◆ **DIRECTIONS FOR THIS TASK**
Please transcribe the records precisely; pictures stay out of your copy.
ENTRIES SUPPLIED: Begin
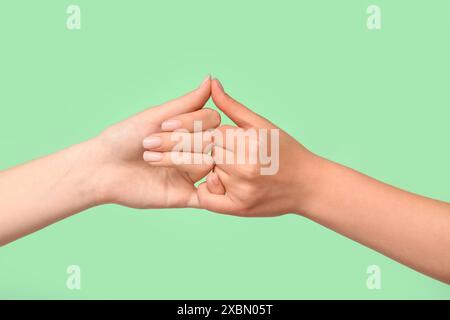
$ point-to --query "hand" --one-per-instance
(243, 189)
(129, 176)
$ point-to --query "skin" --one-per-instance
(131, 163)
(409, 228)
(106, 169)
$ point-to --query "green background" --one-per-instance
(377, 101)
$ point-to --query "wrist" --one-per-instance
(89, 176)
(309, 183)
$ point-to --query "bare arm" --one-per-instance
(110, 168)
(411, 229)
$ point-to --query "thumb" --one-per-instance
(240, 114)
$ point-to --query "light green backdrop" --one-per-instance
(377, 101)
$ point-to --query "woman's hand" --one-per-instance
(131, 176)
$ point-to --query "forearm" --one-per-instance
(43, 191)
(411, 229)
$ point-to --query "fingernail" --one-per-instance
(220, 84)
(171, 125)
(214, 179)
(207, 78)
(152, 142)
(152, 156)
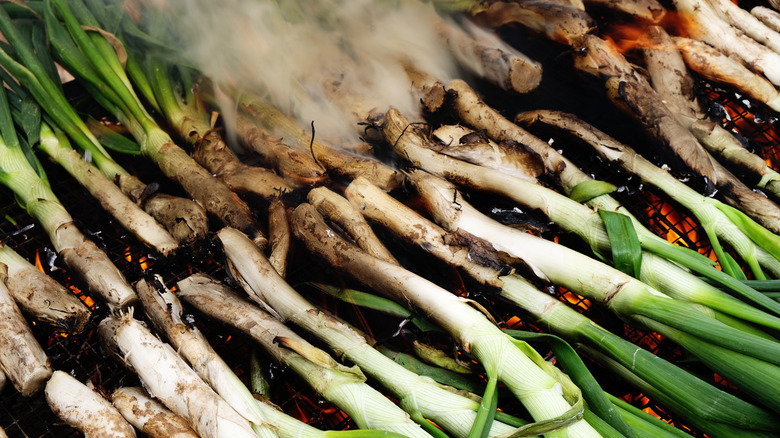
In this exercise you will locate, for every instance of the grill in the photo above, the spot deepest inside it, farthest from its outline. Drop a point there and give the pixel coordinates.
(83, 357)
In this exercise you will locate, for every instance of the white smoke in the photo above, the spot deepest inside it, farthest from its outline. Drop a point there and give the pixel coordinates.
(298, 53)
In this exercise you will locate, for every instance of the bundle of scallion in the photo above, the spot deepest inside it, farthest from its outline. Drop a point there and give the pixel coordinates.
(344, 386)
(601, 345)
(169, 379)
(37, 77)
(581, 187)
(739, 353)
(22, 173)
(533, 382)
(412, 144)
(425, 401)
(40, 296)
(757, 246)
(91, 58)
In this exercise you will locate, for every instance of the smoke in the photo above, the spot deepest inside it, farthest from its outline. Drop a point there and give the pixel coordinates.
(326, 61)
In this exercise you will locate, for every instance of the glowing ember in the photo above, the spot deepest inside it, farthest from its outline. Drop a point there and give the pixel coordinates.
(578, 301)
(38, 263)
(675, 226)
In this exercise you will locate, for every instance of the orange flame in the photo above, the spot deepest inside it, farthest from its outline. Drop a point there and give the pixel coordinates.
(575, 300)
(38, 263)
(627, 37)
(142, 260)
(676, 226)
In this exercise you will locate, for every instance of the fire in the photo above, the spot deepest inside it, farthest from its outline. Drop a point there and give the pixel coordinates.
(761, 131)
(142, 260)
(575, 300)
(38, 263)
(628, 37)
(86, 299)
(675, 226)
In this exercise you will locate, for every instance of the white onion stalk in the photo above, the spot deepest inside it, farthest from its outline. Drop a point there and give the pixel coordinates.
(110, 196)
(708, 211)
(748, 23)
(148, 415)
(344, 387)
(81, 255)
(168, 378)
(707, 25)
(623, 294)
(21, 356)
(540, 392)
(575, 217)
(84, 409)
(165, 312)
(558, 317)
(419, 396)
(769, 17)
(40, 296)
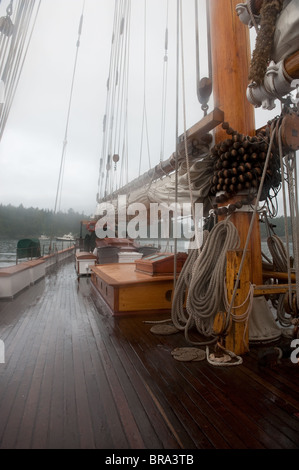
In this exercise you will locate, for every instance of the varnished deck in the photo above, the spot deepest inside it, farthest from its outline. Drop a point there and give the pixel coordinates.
ENTRIES SUPPLIED: End
◆ **ANSWER AREA**
$ point-to --query "hand" --one-per-instance
(243, 189)
(129, 176)
$ point-to --query "skin" --one-per-instance
(131, 163)
(409, 228)
(106, 169)
$ point-to --query "green background" --one-per-instance
(377, 101)
$ point-to --query "wrist" --one-per-instance
(89, 176)
(309, 183)
$ point-to --query "bare arm" --one-per-instance
(110, 168)
(411, 229)
$ point-to --query "thumb" --one-per-instance
(240, 114)
$ point-to --query "light green backdrop" --one-per-instance
(377, 101)
$ point-to --query "woman's hand" --one-per-instance
(131, 176)
$ point-to --query "forearm" --one-per-instance
(43, 191)
(411, 229)
$ point-to --query "fingernail" --one-per-instance
(220, 84)
(171, 125)
(214, 179)
(207, 78)
(152, 142)
(152, 156)
In this exercise you will locate, for every instance of the grill in the photo above, the spot deepest inside it, farthest from its outline. Drop a point there and give the pixel coordinates.
(83, 357)
In this exercise you will locate, for every instance of the white smoke in the photo above, the spot deepest inside it, farthest from its outline. Drop a point there and give the pixel coordinates.
(298, 53)
In this exercise you will locate, for every instance of the bundle of scallion in the photo above, the spot deepest inside it, farthest from its outline. Drop a point there and give the pixel coordinates.
(344, 386)
(601, 345)
(169, 379)
(37, 77)
(581, 187)
(739, 353)
(22, 173)
(533, 382)
(412, 144)
(425, 401)
(40, 296)
(757, 246)
(91, 58)
In this exercise you will locate, for every instance of the smoke in the photo above, the spot deepest inside it, farthest from its outline. Drop a point there and give the pixel coordinates.
(326, 61)
In this exercise you will locate, for every instance of the glowing ember in the photo above, the spot deepest inside it, farthest from its outline. Drop a point there and give the pixel coordinates.
(578, 301)
(38, 263)
(675, 226)
In this exercise you will locate, for every instance of the orange flame in the photo above, the spot deepest inside it, farthest from its outline. Drop a point there and give the pixel coordinates.
(575, 300)
(38, 263)
(627, 37)
(142, 260)
(676, 226)
In this exercise you will locate, for every instance of the fire in the photo above, the spot deepest inside it, farthest from its outline. Drop a point there and give the pixel coordinates.
(761, 131)
(142, 260)
(575, 300)
(38, 263)
(628, 37)
(86, 299)
(675, 226)
In this exercise you will locate, for every instance of the white onion stalk in the photo above, the spot deepest inside it, farthest from its outline. Drop a point there and give the pixel coordinates.
(110, 196)
(708, 211)
(748, 23)
(148, 415)
(344, 387)
(81, 255)
(168, 378)
(707, 25)
(623, 294)
(21, 356)
(540, 392)
(575, 217)
(84, 409)
(165, 312)
(558, 317)
(419, 396)
(769, 17)
(40, 296)
In this exercise you will locate, for every instance of the varnished deck in the photo above, the spot deepest inside it, farthest from its outline. Drop a point there and give the pixel coordinates.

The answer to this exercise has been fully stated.